[TASK GOAL]: Rewrite the items below, from the start through the line that contains "x=860, y=257", with every "service" changed to "endpoint" and nothing else altered. Return only those lines.

------------

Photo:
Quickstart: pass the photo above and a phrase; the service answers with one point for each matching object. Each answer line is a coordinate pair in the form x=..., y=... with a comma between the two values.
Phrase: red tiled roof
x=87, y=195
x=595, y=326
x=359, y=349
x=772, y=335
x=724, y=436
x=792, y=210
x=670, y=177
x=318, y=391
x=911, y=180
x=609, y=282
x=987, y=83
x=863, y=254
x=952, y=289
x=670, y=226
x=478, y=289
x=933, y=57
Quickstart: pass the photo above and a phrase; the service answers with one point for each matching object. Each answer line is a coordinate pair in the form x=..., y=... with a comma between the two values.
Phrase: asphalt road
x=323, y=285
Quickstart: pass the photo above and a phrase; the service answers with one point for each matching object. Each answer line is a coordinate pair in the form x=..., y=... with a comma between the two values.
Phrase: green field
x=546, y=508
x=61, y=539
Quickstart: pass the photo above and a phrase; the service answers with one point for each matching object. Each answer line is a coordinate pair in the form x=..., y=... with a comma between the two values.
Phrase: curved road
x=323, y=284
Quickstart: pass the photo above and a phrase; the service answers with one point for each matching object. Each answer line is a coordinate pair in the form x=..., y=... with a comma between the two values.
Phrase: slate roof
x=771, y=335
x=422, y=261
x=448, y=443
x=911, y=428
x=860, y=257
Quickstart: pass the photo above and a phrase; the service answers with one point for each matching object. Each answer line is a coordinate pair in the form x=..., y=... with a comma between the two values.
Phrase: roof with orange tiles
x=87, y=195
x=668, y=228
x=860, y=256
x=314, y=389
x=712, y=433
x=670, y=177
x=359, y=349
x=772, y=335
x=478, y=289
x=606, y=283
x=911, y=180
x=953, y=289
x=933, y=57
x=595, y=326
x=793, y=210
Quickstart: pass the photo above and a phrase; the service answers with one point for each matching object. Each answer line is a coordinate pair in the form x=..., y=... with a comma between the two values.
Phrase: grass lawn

------------

[FULL ANSWER]:
Photo:
Quickstart: pass the photo above and a phrase; the endpoint answers with one point for each matching object. Each answer line is a coordinate pair in the form x=..., y=... with a comma between the two values.
Phrase: red tiled roof
x=87, y=195
x=595, y=326
x=359, y=349
x=772, y=335
x=724, y=436
x=792, y=210
x=670, y=177
x=318, y=391
x=911, y=180
x=609, y=282
x=987, y=83
x=863, y=254
x=952, y=289
x=670, y=226
x=478, y=289
x=933, y=57
Quickstart: pass the photo above and a phrase; the endpoint answers with one point for each matching object. Each answer line is a coordinate pair in the form x=..., y=... with a comma between the two values.
Phrase: asphalt road
x=323, y=285
Quickstart: pass the photo above and a phrase; the endpoint answers with one point for each matching object. Each answer line is a coordinate pair in the form x=..., y=... with a comma between the two values.
Phrase: green field
x=546, y=508
x=61, y=539
Quickstart: pass the photo above and a phrase; the endpoint answers with one point for each matching object. Each answer line is a coordinate pair in the form x=..., y=... with a comma between the two values.
Phrase: curved road
x=323, y=284
Quickstart: pass the photo above and a phrase; the endpoint answers with one point for each matching object. Each answer line is a coordinate pair in the form x=..., y=... with a comma between the two values.
Phrase: slate roof
x=771, y=335
x=422, y=261
x=448, y=443
x=911, y=428
x=860, y=257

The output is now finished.